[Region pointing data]
· · · · ·
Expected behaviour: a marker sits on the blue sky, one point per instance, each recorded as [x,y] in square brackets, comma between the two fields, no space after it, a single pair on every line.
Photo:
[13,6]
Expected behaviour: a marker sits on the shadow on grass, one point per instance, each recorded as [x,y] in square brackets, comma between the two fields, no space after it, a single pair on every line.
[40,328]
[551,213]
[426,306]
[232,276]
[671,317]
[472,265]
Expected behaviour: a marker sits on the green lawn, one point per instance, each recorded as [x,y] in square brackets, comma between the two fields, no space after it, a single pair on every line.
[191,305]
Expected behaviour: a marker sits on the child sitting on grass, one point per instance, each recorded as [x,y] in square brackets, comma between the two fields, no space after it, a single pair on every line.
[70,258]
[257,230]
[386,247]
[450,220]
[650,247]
· · · · ·
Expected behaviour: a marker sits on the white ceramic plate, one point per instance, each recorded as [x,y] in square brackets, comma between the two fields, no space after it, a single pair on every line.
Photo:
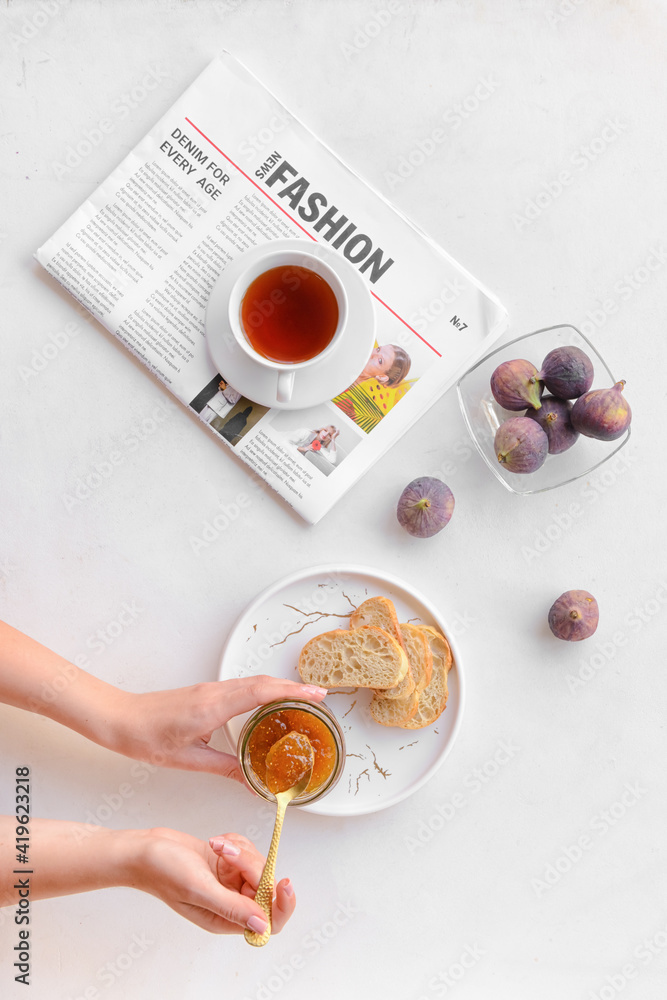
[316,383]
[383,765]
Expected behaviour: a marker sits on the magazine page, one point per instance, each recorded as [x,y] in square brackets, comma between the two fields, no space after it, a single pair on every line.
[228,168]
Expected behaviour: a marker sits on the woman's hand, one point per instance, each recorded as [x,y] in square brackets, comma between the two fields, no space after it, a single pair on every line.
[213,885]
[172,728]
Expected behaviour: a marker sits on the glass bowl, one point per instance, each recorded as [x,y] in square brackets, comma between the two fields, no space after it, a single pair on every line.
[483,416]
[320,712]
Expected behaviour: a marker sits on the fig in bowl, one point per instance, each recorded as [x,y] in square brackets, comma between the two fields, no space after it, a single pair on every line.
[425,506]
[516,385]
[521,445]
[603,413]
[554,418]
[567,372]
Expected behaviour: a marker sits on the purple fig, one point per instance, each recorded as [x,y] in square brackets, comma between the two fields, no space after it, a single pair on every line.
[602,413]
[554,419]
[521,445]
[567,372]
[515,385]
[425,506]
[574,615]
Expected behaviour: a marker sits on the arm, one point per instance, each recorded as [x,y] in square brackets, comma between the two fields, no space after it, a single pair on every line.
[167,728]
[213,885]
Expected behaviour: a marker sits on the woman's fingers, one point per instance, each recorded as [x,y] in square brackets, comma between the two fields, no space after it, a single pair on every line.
· · · · ·
§ **Problem to solve**
Starting at the line that contains "Expected behaviour: a marker sits on the arm, one" and stopping after the line that contains "Expected behaviour: a marker sits on the woman's fingers, one", write out every line exactly as it appears above, and no other line.

§ **Solved problem**
Expected behaviour: a marker sits on the arm, one point per instance, each recorded as [x,y] in square brackets, comma between the two fields, no space after it, a single pair on every line.
[167,728]
[213,885]
Expected behaviour: a marker sits on the woman's fingers, one point per instance, each recorded as [x,y] in square brackets, comma between the two fields, no space after it, a single pair on every line.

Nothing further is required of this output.